--- INFORMATION PROVIDED ---
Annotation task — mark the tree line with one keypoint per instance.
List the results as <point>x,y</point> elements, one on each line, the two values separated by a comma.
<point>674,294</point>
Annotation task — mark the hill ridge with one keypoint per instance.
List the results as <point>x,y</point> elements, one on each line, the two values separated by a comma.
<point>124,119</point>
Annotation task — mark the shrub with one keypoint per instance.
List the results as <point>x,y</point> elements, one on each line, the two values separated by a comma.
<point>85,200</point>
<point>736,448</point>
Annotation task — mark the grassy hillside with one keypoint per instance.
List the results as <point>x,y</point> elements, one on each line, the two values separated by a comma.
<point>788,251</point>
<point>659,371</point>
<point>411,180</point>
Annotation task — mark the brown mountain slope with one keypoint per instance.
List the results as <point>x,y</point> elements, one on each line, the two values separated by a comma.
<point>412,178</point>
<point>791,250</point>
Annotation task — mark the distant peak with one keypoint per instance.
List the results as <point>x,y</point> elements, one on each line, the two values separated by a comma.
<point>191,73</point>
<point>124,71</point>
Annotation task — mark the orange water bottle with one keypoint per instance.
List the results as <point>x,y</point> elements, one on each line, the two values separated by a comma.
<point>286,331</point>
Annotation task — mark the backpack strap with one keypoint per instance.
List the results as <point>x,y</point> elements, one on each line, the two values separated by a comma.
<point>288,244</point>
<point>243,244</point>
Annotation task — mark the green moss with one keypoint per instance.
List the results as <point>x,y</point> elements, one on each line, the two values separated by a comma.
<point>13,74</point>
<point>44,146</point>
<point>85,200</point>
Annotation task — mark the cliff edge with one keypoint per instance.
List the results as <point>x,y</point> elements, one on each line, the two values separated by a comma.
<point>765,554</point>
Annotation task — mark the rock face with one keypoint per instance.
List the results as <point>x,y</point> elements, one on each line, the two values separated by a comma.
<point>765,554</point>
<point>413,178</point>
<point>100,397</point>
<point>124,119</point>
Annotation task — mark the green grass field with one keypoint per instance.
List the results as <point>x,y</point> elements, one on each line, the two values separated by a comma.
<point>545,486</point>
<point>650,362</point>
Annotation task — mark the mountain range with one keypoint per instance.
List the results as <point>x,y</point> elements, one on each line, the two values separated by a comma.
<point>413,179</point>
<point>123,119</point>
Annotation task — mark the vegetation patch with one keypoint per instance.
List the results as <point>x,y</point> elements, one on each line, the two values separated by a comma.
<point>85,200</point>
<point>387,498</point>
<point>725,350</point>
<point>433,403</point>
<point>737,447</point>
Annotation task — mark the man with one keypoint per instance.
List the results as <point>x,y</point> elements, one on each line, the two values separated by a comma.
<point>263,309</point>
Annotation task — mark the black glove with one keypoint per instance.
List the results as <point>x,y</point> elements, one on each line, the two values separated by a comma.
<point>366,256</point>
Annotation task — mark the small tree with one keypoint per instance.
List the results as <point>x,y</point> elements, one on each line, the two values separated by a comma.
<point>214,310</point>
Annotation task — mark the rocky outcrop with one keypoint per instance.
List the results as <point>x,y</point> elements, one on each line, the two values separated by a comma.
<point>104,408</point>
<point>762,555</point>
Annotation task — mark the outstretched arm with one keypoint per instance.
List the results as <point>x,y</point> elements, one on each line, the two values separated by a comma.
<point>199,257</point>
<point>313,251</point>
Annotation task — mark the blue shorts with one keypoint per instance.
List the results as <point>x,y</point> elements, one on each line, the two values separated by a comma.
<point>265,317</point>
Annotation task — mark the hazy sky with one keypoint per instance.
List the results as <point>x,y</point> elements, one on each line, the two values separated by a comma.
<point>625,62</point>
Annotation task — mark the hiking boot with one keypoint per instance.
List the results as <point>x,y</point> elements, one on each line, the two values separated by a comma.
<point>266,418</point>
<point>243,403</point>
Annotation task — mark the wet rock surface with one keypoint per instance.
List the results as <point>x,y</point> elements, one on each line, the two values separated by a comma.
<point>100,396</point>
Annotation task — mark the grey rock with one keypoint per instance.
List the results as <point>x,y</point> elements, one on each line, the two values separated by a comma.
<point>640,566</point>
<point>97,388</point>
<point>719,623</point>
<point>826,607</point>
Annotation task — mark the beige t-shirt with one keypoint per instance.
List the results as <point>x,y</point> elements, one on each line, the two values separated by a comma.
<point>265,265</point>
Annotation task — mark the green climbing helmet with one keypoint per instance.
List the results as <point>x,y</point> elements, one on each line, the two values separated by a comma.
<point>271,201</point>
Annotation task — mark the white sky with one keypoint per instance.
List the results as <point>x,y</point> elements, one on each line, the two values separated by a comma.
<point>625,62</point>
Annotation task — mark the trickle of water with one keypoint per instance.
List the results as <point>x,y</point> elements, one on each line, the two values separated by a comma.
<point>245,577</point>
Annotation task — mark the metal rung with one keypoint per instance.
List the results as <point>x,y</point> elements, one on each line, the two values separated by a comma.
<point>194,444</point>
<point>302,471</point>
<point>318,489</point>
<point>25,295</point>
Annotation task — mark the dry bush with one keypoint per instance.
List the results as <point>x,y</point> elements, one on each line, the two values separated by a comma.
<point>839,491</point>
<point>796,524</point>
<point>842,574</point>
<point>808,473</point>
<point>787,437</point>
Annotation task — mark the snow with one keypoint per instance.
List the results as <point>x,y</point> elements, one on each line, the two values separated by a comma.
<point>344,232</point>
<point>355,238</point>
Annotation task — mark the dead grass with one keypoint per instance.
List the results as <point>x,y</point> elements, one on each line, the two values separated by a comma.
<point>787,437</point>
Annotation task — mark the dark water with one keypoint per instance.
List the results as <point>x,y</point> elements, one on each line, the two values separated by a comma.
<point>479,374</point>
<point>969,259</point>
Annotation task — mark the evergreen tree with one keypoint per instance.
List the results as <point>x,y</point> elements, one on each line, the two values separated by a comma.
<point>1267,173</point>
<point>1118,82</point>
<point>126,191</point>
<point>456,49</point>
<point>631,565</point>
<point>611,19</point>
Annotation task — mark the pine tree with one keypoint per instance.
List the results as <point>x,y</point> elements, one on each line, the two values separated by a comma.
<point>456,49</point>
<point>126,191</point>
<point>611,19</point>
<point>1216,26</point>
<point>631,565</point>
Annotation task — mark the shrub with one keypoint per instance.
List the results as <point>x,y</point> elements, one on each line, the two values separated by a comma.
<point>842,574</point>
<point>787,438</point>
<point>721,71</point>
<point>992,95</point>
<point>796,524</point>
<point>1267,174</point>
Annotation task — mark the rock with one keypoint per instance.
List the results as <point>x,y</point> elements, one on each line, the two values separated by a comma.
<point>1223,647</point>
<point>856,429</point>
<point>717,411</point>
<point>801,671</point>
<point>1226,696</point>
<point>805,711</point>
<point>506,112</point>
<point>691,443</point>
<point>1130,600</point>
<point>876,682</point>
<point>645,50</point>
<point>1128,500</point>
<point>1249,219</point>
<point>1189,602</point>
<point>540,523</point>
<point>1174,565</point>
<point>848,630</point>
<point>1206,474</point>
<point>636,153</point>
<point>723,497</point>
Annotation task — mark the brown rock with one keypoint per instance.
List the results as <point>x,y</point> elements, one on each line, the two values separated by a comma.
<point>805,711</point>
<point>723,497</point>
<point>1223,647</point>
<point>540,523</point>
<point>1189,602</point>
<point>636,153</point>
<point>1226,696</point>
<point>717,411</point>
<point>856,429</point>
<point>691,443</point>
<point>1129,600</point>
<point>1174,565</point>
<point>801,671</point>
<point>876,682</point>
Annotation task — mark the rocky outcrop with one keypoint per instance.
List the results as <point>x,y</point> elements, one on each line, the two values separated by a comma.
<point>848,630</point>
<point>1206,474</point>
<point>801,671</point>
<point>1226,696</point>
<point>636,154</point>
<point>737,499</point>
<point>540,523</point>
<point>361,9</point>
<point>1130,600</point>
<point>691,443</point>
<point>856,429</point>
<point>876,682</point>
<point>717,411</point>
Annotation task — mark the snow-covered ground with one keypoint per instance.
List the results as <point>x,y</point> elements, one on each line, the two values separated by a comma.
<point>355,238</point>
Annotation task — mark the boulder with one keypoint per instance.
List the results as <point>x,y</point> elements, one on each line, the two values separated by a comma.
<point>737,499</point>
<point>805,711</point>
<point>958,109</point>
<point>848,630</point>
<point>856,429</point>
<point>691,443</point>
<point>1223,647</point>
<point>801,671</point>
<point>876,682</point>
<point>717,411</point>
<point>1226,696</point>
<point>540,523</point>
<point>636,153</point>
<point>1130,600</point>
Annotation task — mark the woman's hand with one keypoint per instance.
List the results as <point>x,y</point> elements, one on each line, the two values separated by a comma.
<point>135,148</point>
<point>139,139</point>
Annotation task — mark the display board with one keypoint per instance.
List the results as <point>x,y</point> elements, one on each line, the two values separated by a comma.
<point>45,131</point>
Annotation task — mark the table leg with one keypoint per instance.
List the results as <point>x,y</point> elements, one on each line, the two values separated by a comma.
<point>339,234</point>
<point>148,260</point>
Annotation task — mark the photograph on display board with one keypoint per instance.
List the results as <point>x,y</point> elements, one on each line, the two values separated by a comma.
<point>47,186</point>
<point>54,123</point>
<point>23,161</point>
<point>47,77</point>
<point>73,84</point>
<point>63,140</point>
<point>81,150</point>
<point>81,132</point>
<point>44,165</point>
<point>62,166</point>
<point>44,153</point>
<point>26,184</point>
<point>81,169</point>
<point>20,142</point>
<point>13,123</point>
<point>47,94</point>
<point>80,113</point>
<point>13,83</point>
---
_TASK REQUIREMENTS:_ The listing above holds a line with "Annotation task — mark the dead" and a line with "Annotation task — mark the rock with". Print the stretch from the first through the second, exactly and alone.

_SOLUTION TO THE EXERCISE:_
Annotation task — mark the dead grass with one keypoint per instance.
List the results as <point>x,y</point> elements, one on each line, the two values separated by a comma.
<point>787,437</point>
Annotation task — mark the dark water with one keypoint per instance.
List the results as <point>x,y</point> elements, one on each line, the two values separated by a comma.
<point>479,374</point>
<point>969,259</point>
Annotation task — mark the evergreen tree with one keypoint per instance.
List the results as <point>x,y</point> elements, one on each line, the two values separated by a comma.
<point>1267,173</point>
<point>1118,82</point>
<point>126,191</point>
<point>456,49</point>
<point>631,565</point>
<point>611,19</point>
Annotation task — mark the pine tree with one keypoint per instance.
List the results as <point>x,y</point> elements, one on each line, the two values separated by a comma.
<point>456,49</point>
<point>126,191</point>
<point>611,19</point>
<point>1216,26</point>
<point>631,565</point>
Annotation task — mark the shrub with one keypoint per instance.
List the results as <point>x,y</point> elements, one on each line, the two values separated by a comma.
<point>842,574</point>
<point>787,438</point>
<point>721,71</point>
<point>992,95</point>
<point>796,524</point>
<point>1267,174</point>
Annotation task — mark the rock with one keypoint per instance.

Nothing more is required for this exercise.